WHAT TO PRODUCE: Work out how many of the lines below contain the word "leaf", and reply with that number alone.
------------------------------------------------
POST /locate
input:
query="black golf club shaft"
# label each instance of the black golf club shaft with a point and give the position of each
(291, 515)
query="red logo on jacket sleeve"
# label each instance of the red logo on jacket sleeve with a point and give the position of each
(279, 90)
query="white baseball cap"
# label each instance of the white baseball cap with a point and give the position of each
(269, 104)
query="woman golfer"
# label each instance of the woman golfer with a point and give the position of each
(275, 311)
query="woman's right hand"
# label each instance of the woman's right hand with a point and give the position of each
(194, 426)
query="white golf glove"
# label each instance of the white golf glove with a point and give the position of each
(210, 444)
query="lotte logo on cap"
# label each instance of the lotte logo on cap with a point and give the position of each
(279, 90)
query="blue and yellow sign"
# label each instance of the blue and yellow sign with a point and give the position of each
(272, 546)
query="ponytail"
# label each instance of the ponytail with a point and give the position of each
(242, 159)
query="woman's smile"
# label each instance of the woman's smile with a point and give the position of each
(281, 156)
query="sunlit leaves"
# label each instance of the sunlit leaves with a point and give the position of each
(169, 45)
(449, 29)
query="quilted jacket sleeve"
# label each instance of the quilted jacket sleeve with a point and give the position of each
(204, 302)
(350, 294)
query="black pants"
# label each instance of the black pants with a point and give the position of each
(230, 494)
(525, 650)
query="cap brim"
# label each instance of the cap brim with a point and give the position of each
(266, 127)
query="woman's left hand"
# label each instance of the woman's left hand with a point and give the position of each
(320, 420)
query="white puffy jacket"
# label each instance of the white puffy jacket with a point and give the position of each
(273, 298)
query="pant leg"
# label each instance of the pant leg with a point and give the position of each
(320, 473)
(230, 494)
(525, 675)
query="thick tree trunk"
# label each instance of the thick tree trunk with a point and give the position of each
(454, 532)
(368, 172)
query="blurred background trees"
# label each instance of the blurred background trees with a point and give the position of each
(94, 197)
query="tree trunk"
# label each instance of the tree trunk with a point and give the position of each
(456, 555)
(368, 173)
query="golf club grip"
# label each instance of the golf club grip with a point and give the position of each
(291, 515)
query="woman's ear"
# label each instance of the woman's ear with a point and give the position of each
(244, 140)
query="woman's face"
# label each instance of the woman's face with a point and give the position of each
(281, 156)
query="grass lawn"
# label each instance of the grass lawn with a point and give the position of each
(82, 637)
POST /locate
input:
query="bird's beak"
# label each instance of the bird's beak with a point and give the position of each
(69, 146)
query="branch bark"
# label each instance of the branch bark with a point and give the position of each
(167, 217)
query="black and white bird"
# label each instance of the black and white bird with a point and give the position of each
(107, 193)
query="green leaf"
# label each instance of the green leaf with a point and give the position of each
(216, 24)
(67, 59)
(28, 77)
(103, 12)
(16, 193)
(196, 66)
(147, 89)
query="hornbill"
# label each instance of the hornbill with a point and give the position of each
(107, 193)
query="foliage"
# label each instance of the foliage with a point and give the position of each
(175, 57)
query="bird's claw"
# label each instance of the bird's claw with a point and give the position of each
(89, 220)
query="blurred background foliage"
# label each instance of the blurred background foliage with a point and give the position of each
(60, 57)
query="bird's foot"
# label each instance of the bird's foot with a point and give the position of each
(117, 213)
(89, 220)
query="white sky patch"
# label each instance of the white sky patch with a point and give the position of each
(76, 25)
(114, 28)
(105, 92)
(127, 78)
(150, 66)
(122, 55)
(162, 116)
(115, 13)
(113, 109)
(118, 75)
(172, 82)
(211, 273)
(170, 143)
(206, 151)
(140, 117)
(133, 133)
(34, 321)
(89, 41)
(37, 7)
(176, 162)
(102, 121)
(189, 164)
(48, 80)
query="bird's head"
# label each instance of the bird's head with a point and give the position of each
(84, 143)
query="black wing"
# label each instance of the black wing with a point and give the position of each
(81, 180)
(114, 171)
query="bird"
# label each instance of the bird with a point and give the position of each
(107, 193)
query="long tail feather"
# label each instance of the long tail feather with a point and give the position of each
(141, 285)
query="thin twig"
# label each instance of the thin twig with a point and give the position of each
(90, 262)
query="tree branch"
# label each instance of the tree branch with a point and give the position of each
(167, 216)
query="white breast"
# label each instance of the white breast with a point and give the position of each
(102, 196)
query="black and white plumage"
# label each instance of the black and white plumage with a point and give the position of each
------------------------------------------------
TASK RESULT: 2